Collected data:
-------

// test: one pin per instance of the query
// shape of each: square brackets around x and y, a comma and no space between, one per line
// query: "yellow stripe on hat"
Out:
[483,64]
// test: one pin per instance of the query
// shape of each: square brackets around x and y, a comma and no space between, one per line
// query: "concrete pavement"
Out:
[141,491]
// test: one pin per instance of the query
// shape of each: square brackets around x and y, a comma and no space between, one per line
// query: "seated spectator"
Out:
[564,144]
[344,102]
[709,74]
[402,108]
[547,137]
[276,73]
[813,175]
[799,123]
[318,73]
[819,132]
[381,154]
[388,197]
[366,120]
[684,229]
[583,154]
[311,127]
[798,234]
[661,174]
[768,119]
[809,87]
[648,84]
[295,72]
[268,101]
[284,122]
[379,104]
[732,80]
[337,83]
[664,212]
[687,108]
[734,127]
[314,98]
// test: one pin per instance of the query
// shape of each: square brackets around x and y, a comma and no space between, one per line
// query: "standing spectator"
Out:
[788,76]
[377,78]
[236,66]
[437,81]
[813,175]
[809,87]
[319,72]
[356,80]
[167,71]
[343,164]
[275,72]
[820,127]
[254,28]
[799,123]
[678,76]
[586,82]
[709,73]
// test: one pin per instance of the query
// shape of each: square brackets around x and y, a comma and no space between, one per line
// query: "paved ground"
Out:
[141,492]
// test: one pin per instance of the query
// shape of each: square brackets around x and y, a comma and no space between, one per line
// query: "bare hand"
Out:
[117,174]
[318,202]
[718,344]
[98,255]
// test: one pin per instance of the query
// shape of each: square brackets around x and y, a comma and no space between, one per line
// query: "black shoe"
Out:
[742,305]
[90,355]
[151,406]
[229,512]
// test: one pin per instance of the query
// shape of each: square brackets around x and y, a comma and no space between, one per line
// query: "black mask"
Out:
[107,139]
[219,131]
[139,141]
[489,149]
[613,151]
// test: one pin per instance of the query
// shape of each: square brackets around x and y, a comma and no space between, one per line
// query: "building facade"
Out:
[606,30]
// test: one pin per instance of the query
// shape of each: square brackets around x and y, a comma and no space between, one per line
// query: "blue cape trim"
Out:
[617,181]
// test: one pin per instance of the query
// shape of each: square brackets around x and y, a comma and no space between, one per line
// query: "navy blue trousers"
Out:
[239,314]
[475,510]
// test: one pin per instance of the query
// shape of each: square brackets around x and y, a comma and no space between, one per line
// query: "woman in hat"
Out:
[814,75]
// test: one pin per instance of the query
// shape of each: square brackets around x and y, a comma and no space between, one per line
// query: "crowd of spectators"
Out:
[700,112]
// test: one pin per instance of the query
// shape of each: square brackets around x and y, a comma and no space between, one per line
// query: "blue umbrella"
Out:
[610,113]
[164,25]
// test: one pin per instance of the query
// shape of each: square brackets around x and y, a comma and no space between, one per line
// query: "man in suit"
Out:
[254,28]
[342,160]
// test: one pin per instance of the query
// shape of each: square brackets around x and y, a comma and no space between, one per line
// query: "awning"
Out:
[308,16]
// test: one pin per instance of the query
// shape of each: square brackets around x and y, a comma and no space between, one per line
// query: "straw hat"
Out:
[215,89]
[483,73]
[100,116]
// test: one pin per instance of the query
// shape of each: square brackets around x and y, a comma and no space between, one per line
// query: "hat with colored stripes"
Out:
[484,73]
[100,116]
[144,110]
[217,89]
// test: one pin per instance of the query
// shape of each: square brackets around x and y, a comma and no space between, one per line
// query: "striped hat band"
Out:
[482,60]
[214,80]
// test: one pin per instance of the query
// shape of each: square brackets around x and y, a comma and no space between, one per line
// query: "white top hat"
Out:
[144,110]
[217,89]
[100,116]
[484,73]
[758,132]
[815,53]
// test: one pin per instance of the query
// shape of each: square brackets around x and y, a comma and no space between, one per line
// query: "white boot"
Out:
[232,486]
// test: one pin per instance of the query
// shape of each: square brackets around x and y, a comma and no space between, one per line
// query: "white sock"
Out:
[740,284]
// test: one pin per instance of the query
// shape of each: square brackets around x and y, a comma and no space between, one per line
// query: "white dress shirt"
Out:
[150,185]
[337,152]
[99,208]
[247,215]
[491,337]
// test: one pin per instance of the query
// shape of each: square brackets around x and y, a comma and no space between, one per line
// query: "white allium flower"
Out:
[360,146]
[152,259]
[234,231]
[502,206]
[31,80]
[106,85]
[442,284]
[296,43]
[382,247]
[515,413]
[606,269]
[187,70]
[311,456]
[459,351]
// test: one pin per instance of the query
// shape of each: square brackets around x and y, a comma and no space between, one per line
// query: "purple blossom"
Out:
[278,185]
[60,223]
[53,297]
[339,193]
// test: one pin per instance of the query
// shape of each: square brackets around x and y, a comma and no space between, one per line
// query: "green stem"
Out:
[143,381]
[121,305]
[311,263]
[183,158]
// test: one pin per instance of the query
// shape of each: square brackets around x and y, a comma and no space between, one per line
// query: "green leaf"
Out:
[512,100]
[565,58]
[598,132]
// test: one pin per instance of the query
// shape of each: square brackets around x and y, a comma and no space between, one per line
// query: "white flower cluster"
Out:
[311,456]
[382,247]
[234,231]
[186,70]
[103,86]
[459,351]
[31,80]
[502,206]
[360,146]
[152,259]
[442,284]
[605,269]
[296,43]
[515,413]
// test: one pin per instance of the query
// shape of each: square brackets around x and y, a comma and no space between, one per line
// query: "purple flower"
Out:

-------

Brief –
Copy out all the lines of the records that include "purple".

Finished task –
// query: "purple blossom"
// query: "purple flower"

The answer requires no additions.